Which lines in the entries below contain the word "woman"? List every one of them in full.

DATASET:
· · · · ·

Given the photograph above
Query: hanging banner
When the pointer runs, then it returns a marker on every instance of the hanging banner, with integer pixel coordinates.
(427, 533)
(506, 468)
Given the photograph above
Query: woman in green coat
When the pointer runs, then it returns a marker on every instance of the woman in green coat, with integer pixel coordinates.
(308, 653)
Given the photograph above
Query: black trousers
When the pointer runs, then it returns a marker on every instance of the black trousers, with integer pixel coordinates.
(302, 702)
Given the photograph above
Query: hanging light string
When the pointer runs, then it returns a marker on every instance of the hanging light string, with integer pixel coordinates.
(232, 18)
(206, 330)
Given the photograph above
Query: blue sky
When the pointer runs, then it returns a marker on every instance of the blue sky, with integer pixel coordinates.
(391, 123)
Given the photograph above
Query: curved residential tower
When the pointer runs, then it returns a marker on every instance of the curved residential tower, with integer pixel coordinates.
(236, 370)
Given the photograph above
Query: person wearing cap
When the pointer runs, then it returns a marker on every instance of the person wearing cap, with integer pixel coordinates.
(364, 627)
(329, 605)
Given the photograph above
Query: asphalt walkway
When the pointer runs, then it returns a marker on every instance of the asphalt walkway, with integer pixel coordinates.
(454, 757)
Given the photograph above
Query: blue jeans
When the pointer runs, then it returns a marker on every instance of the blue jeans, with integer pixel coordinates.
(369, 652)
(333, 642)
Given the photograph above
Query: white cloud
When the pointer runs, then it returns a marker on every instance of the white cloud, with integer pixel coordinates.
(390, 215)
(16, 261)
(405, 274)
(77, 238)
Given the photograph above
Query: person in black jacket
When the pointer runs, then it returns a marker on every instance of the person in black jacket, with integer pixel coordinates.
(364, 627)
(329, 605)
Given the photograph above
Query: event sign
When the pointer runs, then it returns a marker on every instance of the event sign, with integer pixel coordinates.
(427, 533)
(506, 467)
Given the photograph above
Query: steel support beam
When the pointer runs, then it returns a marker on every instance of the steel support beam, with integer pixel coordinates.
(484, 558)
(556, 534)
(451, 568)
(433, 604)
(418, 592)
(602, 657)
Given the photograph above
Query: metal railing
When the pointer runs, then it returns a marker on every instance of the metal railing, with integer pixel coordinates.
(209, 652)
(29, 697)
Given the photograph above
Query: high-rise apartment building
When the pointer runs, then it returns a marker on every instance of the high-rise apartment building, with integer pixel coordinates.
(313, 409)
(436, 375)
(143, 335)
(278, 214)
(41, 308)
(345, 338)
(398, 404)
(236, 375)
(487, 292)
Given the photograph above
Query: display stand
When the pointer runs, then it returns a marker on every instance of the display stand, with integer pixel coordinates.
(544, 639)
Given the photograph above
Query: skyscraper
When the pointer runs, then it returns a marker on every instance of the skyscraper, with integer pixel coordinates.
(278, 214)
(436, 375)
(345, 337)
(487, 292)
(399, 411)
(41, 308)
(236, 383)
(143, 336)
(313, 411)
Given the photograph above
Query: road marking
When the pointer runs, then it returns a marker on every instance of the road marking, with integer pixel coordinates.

· · · · ·

SOLUTION:
Query: woman in green coat
When the pointer runs, then it returns a marker on every instance of the woman in green coat, with integer pixel coordinates.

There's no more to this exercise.